PASSAGE FOR REVIEW:

◇ ◇ ◇

But Saul often violated this new seating policy. On one occasion, he moved in the middle of a worship service to sit two seats away from me. Synagogue leaders who were present did not notice this and did not punish Saul for any infractions of their policy. He has never shown any remorse or apologized to me for his stalking, assaults, and battery. In 2018, Saul and Linda left Michigan to move to a retirement home in Virginia, where their son and his family live. For the first time in fourteen years, I felt safe going to my synagogue.

I complained about Saul’s sexual harassment and my synagogue’s leaders’ refusal to intervene to the national Jewish organizations Women’s League for Conservative Judaism and the United Synagogues of Conservative Judaism. Women’s League’s regional and national leaders expressed concern but said that they could not help me due to their organization’s agreement with the USCJ. When I complained to the USCJ leaders, they ignored my pleas and forwarded my e-mails to the do-nothing officers of my own synagogue, who treated me as though I were the problem instead of my abuser.

I’m very disappointed by the hands-off approach of both Women’s League and the USCJ to sexual harassment. Both organizations need ombudswomen to handle complaints about synagogues’ inaction during ongoing abuse. Also, both organizations need policies that cover member-on-member harassment. The current hands-off policies of Women’s League and the USCJ do not fit the prevalence of sexual abuse in the twenty-first century and the trauma that targets of harassment suffer.

To maintain positive connections among worshippers, religious organizations often emphasize prompt forgiveness of offenses. This clemency is constructive when the offense is simple rudeness or accidental contact. However, when the problem is intentional sexual harassment and/or assault, prompt forgiveness is not the best response. Many sexual predators obsessively want power and repeatedly harass their victims. These offenders need firm rules, psychological counseling, and strong sanctions to discourage serial molestation.

◇ ◇ ◇

Stored dataset items:
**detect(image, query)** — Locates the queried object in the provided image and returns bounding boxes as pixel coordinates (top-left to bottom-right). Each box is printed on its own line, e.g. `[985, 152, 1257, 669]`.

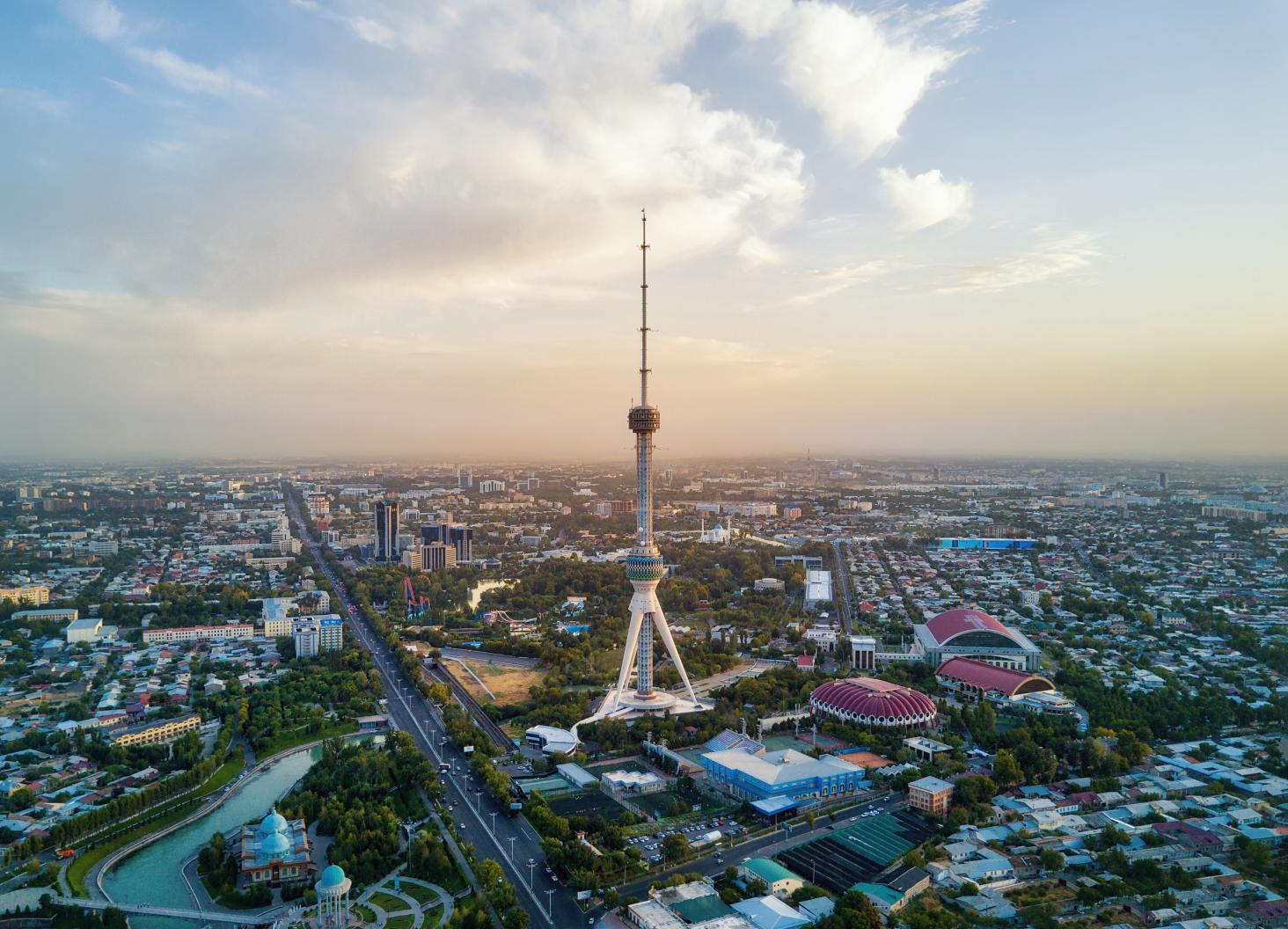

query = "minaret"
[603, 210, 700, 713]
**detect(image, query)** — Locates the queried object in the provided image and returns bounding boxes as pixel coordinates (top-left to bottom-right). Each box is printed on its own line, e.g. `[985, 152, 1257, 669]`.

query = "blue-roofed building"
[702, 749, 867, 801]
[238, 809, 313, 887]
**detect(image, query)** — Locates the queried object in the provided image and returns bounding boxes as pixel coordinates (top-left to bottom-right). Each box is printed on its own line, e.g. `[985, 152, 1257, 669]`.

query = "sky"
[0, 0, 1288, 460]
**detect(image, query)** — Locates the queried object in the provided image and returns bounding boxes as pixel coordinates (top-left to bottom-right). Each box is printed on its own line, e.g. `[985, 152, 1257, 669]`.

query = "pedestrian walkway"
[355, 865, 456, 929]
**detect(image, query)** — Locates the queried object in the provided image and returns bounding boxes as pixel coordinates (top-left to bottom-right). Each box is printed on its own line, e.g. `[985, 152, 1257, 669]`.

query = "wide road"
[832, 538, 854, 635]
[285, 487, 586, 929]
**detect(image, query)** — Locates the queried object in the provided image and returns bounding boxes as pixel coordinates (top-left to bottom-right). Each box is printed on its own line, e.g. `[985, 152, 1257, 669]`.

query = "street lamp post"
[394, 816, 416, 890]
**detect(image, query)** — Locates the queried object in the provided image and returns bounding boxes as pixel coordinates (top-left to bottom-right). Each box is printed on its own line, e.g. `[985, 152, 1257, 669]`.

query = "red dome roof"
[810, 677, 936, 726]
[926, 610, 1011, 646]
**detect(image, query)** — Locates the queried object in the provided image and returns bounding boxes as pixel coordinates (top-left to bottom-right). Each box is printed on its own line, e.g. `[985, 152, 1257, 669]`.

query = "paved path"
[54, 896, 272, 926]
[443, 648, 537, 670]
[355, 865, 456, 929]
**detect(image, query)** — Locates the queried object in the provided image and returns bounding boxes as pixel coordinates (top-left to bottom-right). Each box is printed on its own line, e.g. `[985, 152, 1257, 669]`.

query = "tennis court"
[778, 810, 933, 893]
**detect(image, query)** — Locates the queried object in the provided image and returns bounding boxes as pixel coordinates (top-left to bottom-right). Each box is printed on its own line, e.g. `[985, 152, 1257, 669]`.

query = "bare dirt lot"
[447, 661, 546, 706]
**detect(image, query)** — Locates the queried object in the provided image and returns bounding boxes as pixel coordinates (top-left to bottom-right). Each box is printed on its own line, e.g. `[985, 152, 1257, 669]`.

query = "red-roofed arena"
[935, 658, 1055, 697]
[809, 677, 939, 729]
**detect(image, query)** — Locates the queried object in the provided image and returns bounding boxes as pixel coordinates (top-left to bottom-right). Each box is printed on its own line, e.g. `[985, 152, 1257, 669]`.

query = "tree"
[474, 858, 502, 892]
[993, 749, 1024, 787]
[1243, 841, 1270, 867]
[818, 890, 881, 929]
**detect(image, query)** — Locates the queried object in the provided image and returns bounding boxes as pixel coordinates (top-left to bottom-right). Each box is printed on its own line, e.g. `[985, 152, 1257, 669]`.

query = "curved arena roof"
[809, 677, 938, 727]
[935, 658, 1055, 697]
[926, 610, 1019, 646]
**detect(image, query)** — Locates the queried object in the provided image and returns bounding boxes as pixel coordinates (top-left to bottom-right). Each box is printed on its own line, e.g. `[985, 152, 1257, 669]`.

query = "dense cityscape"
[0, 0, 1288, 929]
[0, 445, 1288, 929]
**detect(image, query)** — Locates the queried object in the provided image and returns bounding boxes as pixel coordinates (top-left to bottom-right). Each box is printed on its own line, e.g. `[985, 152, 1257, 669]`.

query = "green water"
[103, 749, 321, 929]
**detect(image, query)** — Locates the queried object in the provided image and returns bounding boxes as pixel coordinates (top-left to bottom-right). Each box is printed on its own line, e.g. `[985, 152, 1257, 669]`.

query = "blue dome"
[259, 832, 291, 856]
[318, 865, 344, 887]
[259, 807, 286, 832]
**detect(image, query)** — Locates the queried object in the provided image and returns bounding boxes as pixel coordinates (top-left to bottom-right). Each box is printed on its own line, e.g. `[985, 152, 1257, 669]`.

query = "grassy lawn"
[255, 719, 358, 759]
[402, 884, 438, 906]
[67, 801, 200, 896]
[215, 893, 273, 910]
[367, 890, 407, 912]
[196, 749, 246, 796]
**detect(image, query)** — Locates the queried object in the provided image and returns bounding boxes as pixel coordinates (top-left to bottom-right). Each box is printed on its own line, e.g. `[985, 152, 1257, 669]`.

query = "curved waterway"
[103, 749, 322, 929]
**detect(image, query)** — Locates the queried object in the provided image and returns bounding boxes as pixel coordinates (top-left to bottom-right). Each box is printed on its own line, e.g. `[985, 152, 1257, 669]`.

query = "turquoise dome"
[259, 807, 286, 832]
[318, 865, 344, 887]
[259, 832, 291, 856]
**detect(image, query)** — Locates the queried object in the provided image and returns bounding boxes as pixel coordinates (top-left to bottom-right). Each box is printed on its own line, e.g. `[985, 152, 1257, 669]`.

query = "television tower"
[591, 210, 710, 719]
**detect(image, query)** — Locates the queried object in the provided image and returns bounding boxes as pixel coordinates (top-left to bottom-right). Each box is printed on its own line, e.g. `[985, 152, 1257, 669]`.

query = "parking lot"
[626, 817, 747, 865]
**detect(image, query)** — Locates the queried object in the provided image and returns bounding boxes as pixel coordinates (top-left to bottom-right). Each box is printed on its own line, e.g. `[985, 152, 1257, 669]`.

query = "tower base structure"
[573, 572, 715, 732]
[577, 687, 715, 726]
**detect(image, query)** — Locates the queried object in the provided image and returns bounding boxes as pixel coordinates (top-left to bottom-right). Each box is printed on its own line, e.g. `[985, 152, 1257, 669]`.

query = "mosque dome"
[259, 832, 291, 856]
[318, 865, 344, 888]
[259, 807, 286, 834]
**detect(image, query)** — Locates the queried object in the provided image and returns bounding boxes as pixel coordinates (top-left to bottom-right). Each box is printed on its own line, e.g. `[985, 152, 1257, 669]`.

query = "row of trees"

◇ ◇ ◇

TO DO:
- a) In the account of synagogue harassment, where did Saul and Linda move in 2018?
- b) Pick up the account of synagogue harassment after its final sentence and extend it by one paragraph.
Consulting the records is unnecessary for this work.

WRITTEN RESPONSES:
- a) They moved to a retirement home in Virginia, where their son and his family live.

- b)
In general, houses of worship need to become places where people can feel safe. All religious institutions and organizations should provide clear and stringent sexual harassment policies that cover different types of abuse, regardless of who commits the assaults, the employment status of the individuals, and the genders of the people involved. I feel strongly that serial harassers should be expelled from churches, synagogues, mosques, etc. Also, any clergy who ignore complaints about abuse should lose their jobs. In addition, we need to impeach negligent officers of congregations who turn their backs on harassed individuals.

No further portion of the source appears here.